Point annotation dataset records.
- - - -
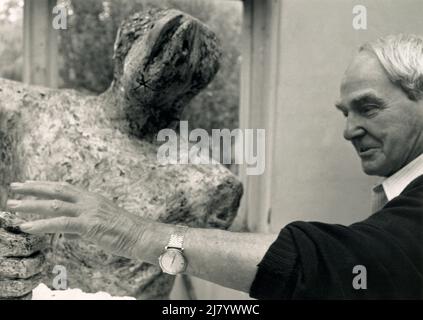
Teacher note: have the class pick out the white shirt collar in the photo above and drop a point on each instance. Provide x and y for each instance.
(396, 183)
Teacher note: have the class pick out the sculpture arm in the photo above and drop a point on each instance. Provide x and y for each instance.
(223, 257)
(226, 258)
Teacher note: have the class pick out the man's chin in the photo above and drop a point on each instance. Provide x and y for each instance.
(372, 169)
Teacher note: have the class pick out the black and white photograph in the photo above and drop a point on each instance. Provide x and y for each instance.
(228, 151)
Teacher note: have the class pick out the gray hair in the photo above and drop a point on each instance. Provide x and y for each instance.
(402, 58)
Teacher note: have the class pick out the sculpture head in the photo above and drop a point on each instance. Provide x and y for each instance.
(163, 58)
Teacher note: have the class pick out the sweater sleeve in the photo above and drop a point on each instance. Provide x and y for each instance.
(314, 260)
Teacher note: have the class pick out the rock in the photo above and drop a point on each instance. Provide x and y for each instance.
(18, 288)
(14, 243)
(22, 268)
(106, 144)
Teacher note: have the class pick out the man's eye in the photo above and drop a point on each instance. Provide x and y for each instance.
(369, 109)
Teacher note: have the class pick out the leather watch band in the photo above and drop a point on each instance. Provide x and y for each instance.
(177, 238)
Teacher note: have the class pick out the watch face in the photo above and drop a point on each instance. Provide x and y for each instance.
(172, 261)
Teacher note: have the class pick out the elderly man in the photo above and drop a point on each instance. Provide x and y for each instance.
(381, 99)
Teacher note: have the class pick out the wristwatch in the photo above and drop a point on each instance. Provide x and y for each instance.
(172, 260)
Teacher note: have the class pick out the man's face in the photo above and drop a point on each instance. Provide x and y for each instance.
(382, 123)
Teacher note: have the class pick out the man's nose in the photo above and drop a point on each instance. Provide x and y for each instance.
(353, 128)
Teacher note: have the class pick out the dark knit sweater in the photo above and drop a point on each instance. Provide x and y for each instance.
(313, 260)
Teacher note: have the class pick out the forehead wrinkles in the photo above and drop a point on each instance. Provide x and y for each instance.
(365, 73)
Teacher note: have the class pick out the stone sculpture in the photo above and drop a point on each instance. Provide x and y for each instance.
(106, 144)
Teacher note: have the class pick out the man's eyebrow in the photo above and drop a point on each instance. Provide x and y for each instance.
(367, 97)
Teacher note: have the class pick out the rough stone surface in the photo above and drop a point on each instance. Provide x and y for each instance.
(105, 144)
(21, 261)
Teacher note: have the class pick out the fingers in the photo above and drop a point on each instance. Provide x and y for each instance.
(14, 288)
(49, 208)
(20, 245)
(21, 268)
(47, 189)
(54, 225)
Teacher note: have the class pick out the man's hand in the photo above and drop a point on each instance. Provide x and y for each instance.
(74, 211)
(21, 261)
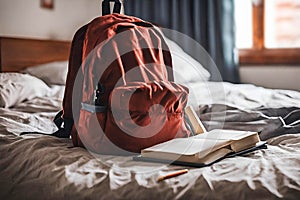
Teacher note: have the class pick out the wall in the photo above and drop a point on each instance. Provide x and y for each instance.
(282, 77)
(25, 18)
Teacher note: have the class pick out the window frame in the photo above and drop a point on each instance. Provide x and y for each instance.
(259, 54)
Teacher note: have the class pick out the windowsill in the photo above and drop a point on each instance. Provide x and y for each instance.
- - - -
WHAT TO WORK ON.
Retype exactly the lines from the one containing "Teacher note: have the class pick out the man's nose" through the last line of the records above, both included, and leave out any pictures.

RESULT OF THE TASK.
Teacher note: have the class pick out the man's nose in the photo above and drop a point on each instance. Provide x and y for each instance.
(353, 128)
Teacher note: have the class pick out the dark knit sweater in the photo above and drop a point on each instance. Provide x and y for each instance.
(313, 260)
Teacher note: have the class pick out the forehead wrinkles in the photo above and drop a point on each instance. Provide x and y for each instance.
(365, 73)
Teacher note: have the class pick out the stone sculpture in the photo above and drop a point on each instance. Provide x and y for each instance.
(106, 144)
Teacher note: have the class pick out the man's eyebrow in the photo above and drop a point on each instance. Provide x and y for each instance.
(367, 97)
Teacher note: have the class pick out the rough stone surface in the photo above and drop a point on each instance. Provide x and y for each instance.
(105, 144)
(21, 261)
Teacher note: have the class pick out the fingers in the photo above and drop a point on each instance. Provide x and y for each instance.
(14, 288)
(49, 208)
(20, 245)
(21, 268)
(47, 189)
(54, 225)
Teacher note: have the class pick out the man's hand in the photo above and drop a point on each instance. Provide x and y for each instance.
(74, 211)
(21, 261)
Teacher note: have the class pick out the wall in the photo above and drop a point on each instance. Provide x and y for each instance.
(282, 77)
(25, 18)
Teacher note: have the class pick out the window frame in the photo above and drop a point on each instance. Provide x and y for each instance.
(259, 54)
Teacher note: have the class pick out the windowsill in the photo above and drop a point on each instance. Provide x and y for each instance.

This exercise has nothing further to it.